── Quoted passage
Greetings comrade, I don't have a specific resource I can think of that addresses your question head-on so I'm going to take a crack at it myself and then share what resources I can find and recall.
I think it is probably challenging to understand because there are a number of counterintuitive principles that build on each other.
I think it's fundamental to understand monetary policy, the foreign exchange markets and the bond markets, then hopefully it will be clear to explain how they constrain state action.
So first monetary policy. All national currencies that exist today are administered by a central bank that literally has the power to create and destroy any amount of money at any time. Currencies used to be "backed" by another asset, meaning in principle they could be exchanged for some amount of silver or gold if you took the paper notes back to the issuer. This hasn't been true for decades, which is why many people call these "fiat currencies" because they literally have value because the governments say they do. The natural next question is: why don't governments just print unlimited money to buy whatever they want and never have to levy taxes? According to "monetarist" theory if you have an increase in the money supply without a corresponding increase in available goods and services, that will lead to an increase in prices across the board which is also known as inflation. This was once a great debate in economics, but my understanding is that this is universally accepted now because the historical record is unambiguous.
Now we can talk about foreign exchange markets. It gets very confusing to try and think about buying and selling money with other money, but it's a very important part of how the world works. The main reason individuals and businesses buy the currency of another country is to do business with them in some way. (Travel, invest, import products etc.). The main reason governments (acting through their central banks) buy foreign currency is to hold as reserve so they can make big moves to stabilize their own currency in the event of a crisis. The reason governments care about the stability of their currency relative to others is because when their currency is "strong" (meaning increasing on average in value relative to other currencies) it makes their exports less competitive and when it is "weak" this causes inflation in the local economy.
────
── Dataset extract
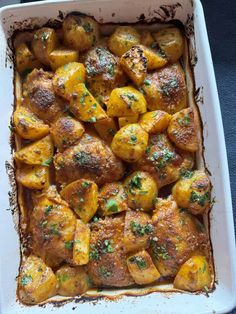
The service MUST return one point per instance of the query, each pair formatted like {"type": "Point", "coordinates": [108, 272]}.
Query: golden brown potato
────
- [What is asked]:
1) According to the explanation of currencies and monetary policy above, why do governments, acting through their central banks, buy foreign currency?
2) Continue the explanation of currencies and monetary policy above, picking up right after its final sentence.

- [Responses]:
1) They hold it as a reserve so they can make big moves to stabilize their own currency in a crisis.

2)
Very important side note to squeeze in between here is that ever since the end of World War II (The World Anti-fascist War), the dollar has been "the reserve currency" which causes the US to have what has been called "the exorbitant privilege". It's not an exaggeration to say that the United States has been getting fat from consuming the surplus value of the entire world.
This all ties into the government bond market. Bonds are denominated in the national currency which is why this all connects together. Imagine a large European manufacturer, say Volkswagen. 12 months ago, you might have chosen to have bought one-year US bonds as part of your financial operations. These bonds have around a 3 and 1/2% interest rate, sounds great right? No, you're absolutely fucked because over the past 12 months the dollar has lost more than 10% of its value against the Euro. So not only has your bond investment actually lost value in real terms, but now your cars are 10% more expensive for US customers because of the exchange rate alone not even counting the tariffs and now having the highest energy prices in the world.
Now we're finally ready to talk about economic coercion with some examples:
I tried to make it as short as I could, hopefully I didn't leave out any important detail. Please ask any questions.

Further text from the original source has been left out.